(Point-based annotation rows)
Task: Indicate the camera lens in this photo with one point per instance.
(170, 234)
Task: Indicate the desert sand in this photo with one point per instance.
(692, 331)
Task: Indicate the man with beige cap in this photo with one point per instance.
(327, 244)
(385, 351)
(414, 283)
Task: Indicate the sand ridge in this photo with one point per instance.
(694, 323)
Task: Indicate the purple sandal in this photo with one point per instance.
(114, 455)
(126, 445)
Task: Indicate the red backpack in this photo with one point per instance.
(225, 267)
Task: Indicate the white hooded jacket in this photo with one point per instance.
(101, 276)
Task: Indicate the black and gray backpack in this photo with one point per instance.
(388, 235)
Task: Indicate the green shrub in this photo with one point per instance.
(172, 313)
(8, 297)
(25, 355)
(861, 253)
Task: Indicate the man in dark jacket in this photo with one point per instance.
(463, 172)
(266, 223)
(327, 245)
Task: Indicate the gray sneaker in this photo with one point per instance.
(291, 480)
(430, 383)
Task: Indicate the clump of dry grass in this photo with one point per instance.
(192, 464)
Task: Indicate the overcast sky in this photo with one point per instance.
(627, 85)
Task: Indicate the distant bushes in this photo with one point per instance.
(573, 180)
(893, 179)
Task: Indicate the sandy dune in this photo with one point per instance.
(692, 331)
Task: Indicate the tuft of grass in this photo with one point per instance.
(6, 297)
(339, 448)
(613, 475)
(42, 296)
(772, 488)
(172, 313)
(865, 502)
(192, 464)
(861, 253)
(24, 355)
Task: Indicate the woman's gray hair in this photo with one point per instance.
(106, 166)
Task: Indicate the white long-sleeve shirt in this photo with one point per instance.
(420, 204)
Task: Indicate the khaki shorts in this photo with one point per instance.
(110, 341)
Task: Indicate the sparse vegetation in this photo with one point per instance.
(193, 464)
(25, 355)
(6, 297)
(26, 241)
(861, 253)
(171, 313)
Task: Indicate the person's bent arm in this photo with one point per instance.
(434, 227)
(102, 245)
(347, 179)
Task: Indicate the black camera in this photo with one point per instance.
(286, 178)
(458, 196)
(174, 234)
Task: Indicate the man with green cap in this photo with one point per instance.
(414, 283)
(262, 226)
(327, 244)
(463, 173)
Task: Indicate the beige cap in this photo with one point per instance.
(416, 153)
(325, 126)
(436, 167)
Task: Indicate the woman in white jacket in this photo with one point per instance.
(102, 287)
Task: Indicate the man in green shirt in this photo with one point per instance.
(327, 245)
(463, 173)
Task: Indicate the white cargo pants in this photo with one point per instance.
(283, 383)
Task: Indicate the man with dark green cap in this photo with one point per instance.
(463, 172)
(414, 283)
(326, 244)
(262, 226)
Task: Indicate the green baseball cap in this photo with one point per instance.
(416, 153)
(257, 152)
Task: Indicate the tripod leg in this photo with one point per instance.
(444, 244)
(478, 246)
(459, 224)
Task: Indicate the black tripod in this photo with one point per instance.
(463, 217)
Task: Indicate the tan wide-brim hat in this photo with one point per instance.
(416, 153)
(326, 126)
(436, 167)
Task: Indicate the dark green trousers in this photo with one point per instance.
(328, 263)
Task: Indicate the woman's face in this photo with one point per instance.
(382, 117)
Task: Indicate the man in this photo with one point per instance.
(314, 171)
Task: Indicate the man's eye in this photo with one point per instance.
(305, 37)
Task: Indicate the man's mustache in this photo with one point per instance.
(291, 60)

**THE EXERCISE:**
Copy out word for word the rows from the line holding "Task: Indicate the man in this" through the end of the rows, inclusive.

**EXERCISE RESULT:**
Task: Indicate the man in this photo with one point per instance.
(314, 171)
Task: Indicate the man's eye in this photo with one point per instance.
(305, 37)
Task: Indicate the man's mustache in this photo with one point per instance.
(291, 60)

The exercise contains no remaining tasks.